== Data records ==
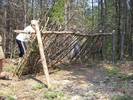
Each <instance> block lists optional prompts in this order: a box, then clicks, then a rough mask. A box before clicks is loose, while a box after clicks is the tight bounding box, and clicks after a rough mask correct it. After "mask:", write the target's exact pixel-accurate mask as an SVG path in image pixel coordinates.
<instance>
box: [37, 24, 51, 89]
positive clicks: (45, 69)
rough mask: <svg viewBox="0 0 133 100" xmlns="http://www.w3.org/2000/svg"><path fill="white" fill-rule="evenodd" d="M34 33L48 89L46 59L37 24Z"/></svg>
mask: <svg viewBox="0 0 133 100" xmlns="http://www.w3.org/2000/svg"><path fill="white" fill-rule="evenodd" d="M35 31H36V36H37V41H38V45H39V51H40V56H41V61H42V65H43V70H44V73H45V75H46V80H47V85H48V87H50V78H49V72H48V67H47V63H46V57H45V55H44V48H43V43H42V39H41V33H40V30H39V24H36V26H35Z"/></svg>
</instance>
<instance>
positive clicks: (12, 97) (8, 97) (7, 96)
mask: <svg viewBox="0 0 133 100" xmlns="http://www.w3.org/2000/svg"><path fill="white" fill-rule="evenodd" d="M6 100H17V98H16V97H15V96H7V97H6Z"/></svg>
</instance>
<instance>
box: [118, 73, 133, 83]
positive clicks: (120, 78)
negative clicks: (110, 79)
mask: <svg viewBox="0 0 133 100" xmlns="http://www.w3.org/2000/svg"><path fill="white" fill-rule="evenodd" d="M118 77H119V78H120V79H121V80H123V81H128V80H133V74H131V75H125V74H122V73H120V74H119V75H118Z"/></svg>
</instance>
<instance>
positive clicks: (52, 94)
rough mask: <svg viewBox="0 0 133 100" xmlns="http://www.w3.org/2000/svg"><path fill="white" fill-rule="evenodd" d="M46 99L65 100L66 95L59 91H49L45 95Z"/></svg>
mask: <svg viewBox="0 0 133 100" xmlns="http://www.w3.org/2000/svg"><path fill="white" fill-rule="evenodd" d="M44 98H47V99H48V100H64V94H63V93H62V92H57V91H53V92H52V91H48V92H46V93H45V94H44Z"/></svg>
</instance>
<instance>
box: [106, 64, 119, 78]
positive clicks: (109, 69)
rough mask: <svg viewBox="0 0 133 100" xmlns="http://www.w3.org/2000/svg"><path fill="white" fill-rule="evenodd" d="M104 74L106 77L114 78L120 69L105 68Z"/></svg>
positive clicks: (112, 68) (111, 67) (113, 66)
mask: <svg viewBox="0 0 133 100" xmlns="http://www.w3.org/2000/svg"><path fill="white" fill-rule="evenodd" d="M106 73H107V75H108V76H110V77H112V76H116V75H118V74H119V73H120V69H119V68H118V67H116V66H112V67H106Z"/></svg>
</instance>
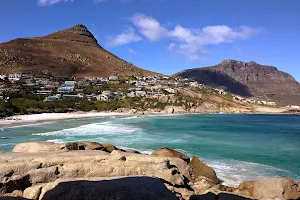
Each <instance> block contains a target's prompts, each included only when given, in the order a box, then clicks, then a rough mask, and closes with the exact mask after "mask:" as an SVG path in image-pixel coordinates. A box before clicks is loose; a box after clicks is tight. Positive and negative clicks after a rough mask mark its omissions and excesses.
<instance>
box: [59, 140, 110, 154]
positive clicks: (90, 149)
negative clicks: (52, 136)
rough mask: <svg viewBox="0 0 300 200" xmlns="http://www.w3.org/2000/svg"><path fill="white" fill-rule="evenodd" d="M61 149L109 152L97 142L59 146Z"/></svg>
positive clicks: (82, 142) (99, 143)
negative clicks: (96, 150) (94, 150)
mask: <svg viewBox="0 0 300 200" xmlns="http://www.w3.org/2000/svg"><path fill="white" fill-rule="evenodd" d="M61 149H65V150H68V151H76V150H100V151H106V152H110V151H109V150H107V149H106V148H105V147H104V146H103V145H102V144H100V143H98V142H70V143H66V144H63V145H61Z"/></svg>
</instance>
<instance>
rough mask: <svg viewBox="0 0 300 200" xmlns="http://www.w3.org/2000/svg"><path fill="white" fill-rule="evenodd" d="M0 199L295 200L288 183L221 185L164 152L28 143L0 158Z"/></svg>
mask: <svg viewBox="0 0 300 200" xmlns="http://www.w3.org/2000/svg"><path fill="white" fill-rule="evenodd" d="M0 178H1V183H0V199H34V200H46V199H67V200H68V199H75V200H76V199H107V200H108V199H111V200H114V199H125V200H127V199H128V200H129V199H148V200H152V199H153V200H157V199H166V200H167V199H170V200H172V199H174V200H175V199H181V200H189V199H190V200H198V199H199V200H201V199H203V200H216V199H222V200H227V199H228V200H240V199H241V200H246V199H261V200H267V199H270V200H271V199H274V200H275V199H276V200H284V199H300V183H297V182H295V181H294V180H292V179H291V178H287V177H286V178H268V179H262V180H258V181H246V182H242V183H240V185H239V186H238V187H236V188H234V187H229V186H225V185H222V184H221V183H220V180H219V179H218V177H217V175H216V173H215V171H214V169H212V168H211V167H209V166H207V165H206V164H205V163H203V162H202V161H201V160H200V159H199V158H197V157H192V158H189V157H188V156H187V155H185V154H183V153H181V152H177V151H175V150H173V149H169V148H166V147H164V148H160V149H158V150H156V151H154V152H153V153H152V154H151V155H146V154H141V153H140V152H137V151H131V150H123V149H119V148H117V147H115V146H114V145H112V144H100V143H97V142H72V143H66V144H56V143H52V142H30V143H21V144H17V145H16V146H15V148H14V149H13V152H5V153H0Z"/></svg>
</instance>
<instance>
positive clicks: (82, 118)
mask: <svg viewBox="0 0 300 200" xmlns="http://www.w3.org/2000/svg"><path fill="white" fill-rule="evenodd" d="M131 115H132V114H130V113H117V112H74V113H41V114H31V115H15V116H11V117H7V118H4V119H0V128H11V127H15V126H22V125H32V124H39V123H44V122H55V121H60V120H72V119H89V118H103V117H109V116H131Z"/></svg>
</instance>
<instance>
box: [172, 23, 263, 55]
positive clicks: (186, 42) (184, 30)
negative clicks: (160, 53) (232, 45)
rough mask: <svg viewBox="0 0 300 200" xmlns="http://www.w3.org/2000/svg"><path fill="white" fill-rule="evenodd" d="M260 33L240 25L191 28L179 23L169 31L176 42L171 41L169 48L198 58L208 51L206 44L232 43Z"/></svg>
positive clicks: (206, 44) (255, 30) (186, 54)
mask: <svg viewBox="0 0 300 200" xmlns="http://www.w3.org/2000/svg"><path fill="white" fill-rule="evenodd" d="M257 33H258V30H256V29H253V28H250V27H247V26H240V27H239V28H235V29H233V28H230V27H228V26H225V25H221V26H206V27H204V28H202V29H190V28H184V27H182V26H180V25H177V26H176V27H175V28H174V30H172V31H170V32H169V37H171V38H172V39H173V40H174V41H175V43H171V45H170V46H169V47H168V50H170V51H172V52H175V53H177V54H181V55H184V56H186V57H187V58H188V59H189V60H198V59H200V56H201V55H202V54H203V53H206V50H205V46H207V45H217V44H222V43H231V42H234V41H236V40H239V39H248V38H251V37H253V36H254V35H255V34H257Z"/></svg>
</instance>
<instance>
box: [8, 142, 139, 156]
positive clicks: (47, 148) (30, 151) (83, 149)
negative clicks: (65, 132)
mask: <svg viewBox="0 0 300 200" xmlns="http://www.w3.org/2000/svg"><path fill="white" fill-rule="evenodd" d="M77 150H100V151H105V152H108V153H111V152H112V151H114V150H120V151H124V152H131V153H139V152H138V151H134V150H123V149H119V148H117V147H115V146H114V145H112V144H100V143H98V142H84V141H83V142H69V143H66V144H57V143H54V142H25V143H20V144H17V145H16V146H15V147H14V148H13V150H12V152H22V153H37V152H51V151H56V152H57V151H77Z"/></svg>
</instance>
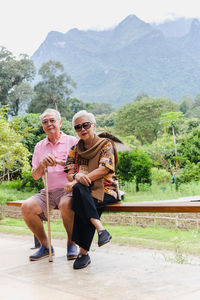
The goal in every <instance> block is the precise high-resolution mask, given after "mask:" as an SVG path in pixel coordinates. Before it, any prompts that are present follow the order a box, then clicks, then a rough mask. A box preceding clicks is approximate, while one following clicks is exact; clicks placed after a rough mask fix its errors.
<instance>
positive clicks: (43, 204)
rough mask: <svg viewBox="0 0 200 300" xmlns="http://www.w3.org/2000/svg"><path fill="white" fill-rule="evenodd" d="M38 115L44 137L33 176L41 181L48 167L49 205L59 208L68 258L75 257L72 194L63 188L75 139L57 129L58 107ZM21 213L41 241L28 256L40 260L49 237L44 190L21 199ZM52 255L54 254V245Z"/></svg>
mask: <svg viewBox="0 0 200 300" xmlns="http://www.w3.org/2000/svg"><path fill="white" fill-rule="evenodd" d="M40 118H41V122H42V127H43V130H44V132H45V133H46V135H47V136H46V138H45V139H43V140H41V141H40V142H39V143H37V145H36V146H35V149H34V153H33V159H32V167H33V168H32V176H33V178H34V179H35V180H38V179H40V178H41V177H43V180H44V170H45V168H47V167H48V188H49V206H50V209H53V208H55V207H58V208H59V209H60V211H61V215H62V219H63V224H64V227H65V229H66V232H67V235H68V241H67V259H68V260H70V259H75V258H76V257H77V247H76V245H75V244H74V243H73V242H72V240H71V236H72V228H73V220H74V213H73V211H72V210H71V196H70V194H68V195H67V194H66V193H65V191H64V186H65V185H66V183H67V178H66V174H65V172H64V165H65V162H66V159H67V156H68V152H69V150H70V148H71V147H72V146H73V145H75V144H76V143H77V139H76V138H75V137H73V136H69V135H66V134H64V133H63V132H62V131H61V130H60V128H61V124H62V121H61V116H60V113H59V112H58V111H57V110H54V109H47V110H45V111H44V113H43V114H42V115H41V117H40ZM22 215H23V217H24V220H25V222H26V224H27V225H28V227H29V228H30V230H31V231H32V232H33V233H34V235H35V236H36V237H37V238H38V240H39V241H40V243H41V247H40V248H39V250H38V251H37V252H36V253H35V254H33V255H31V256H30V257H29V258H30V260H39V259H41V258H44V257H46V256H49V249H48V238H47V235H46V233H45V230H44V226H43V222H42V220H47V210H46V193H45V189H43V190H41V191H40V193H39V194H36V195H34V196H32V197H31V198H29V199H27V200H26V201H24V203H23V205H22ZM52 254H54V249H53V247H52Z"/></svg>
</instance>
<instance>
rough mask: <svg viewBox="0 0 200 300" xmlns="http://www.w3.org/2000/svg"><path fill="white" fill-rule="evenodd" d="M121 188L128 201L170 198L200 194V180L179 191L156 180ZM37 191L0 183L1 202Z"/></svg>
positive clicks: (4, 203)
mask: <svg viewBox="0 0 200 300" xmlns="http://www.w3.org/2000/svg"><path fill="white" fill-rule="evenodd" d="M120 189H121V190H123V191H125V193H126V194H125V201H126V202H140V201H154V200H170V199H177V198H180V197H187V196H194V195H200V183H199V182H190V183H187V184H181V185H180V187H179V190H178V191H176V189H175V185H174V184H171V183H165V184H161V185H158V184H157V183H155V182H153V184H152V185H151V186H149V185H141V186H140V191H139V192H136V191H135V184H134V183H126V184H125V185H124V186H121V187H120ZM35 193H37V191H36V190H32V191H29V190H28V189H27V188H26V189H24V190H20V182H19V181H16V182H15V181H11V182H3V183H1V184H0V204H1V205H5V203H6V202H7V201H14V200H24V199H27V198H29V197H30V196H32V195H33V194H35Z"/></svg>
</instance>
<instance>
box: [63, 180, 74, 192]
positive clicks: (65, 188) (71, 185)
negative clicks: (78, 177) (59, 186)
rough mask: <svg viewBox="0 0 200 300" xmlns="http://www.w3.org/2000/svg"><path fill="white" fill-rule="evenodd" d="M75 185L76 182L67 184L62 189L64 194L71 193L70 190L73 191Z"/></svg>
mask: <svg viewBox="0 0 200 300" xmlns="http://www.w3.org/2000/svg"><path fill="white" fill-rule="evenodd" d="M76 183H77V181H76V180H74V181H71V182H68V183H67V184H66V186H65V187H64V190H65V193H66V194H68V193H71V192H72V190H73V186H74V185H75V184H76Z"/></svg>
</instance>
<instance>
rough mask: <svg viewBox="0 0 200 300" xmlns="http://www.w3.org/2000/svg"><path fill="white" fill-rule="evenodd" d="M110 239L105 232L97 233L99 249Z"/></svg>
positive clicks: (109, 240)
mask: <svg viewBox="0 0 200 300" xmlns="http://www.w3.org/2000/svg"><path fill="white" fill-rule="evenodd" d="M111 239H112V236H111V235H110V233H109V232H108V231H107V230H100V231H99V232H98V246H99V247H101V246H103V245H105V244H107V243H108V242H110V240H111Z"/></svg>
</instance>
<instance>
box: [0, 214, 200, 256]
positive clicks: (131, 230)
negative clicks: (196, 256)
mask: <svg viewBox="0 0 200 300" xmlns="http://www.w3.org/2000/svg"><path fill="white" fill-rule="evenodd" d="M105 227H106V229H107V230H108V231H109V232H110V233H111V234H112V236H113V239H112V242H113V243H118V244H121V245H132V246H137V247H145V248H149V249H165V250H172V251H174V252H175V253H177V252H178V253H179V254H180V253H182V254H187V255H188V254H195V255H197V254H200V231H198V230H190V231H181V230H179V229H167V228H161V227H158V226H154V227H146V228H142V227H137V226H133V225H130V226H122V225H114V226H111V225H108V224H105ZM45 228H46V230H47V224H46V223H45ZM0 231H1V232H8V233H17V234H32V233H31V232H30V230H29V229H28V227H27V226H26V224H25V223H24V221H23V220H21V219H13V218H4V219H2V220H0ZM51 232H52V237H53V238H66V232H65V229H64V227H63V224H62V221H61V220H59V221H56V222H51ZM95 240H97V236H96V235H95Z"/></svg>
===
== Aim of the exercise ==
Could you copy the rows word for word, starting at their beginning and ending at the line containing "33L48 89L46 59L37", with the pictures left out?

== Written response ==
Each <instance> block lists optional prompts in this order: a box, then clicks, then a rough mask. A box before clicks is loose, while a box after clicks is the tight bounding box, and clicks after a rough mask correct it. After "mask:", write the target's exact pixel-accurate mask as an SVG path in image pixel coordinates.
<instance>
box: [37, 24, 51, 89]
positive clicks: (45, 69)
rough mask: <svg viewBox="0 0 133 100" xmlns="http://www.w3.org/2000/svg"><path fill="white" fill-rule="evenodd" d="M34 33L48 89L46 59L37 24Z"/></svg>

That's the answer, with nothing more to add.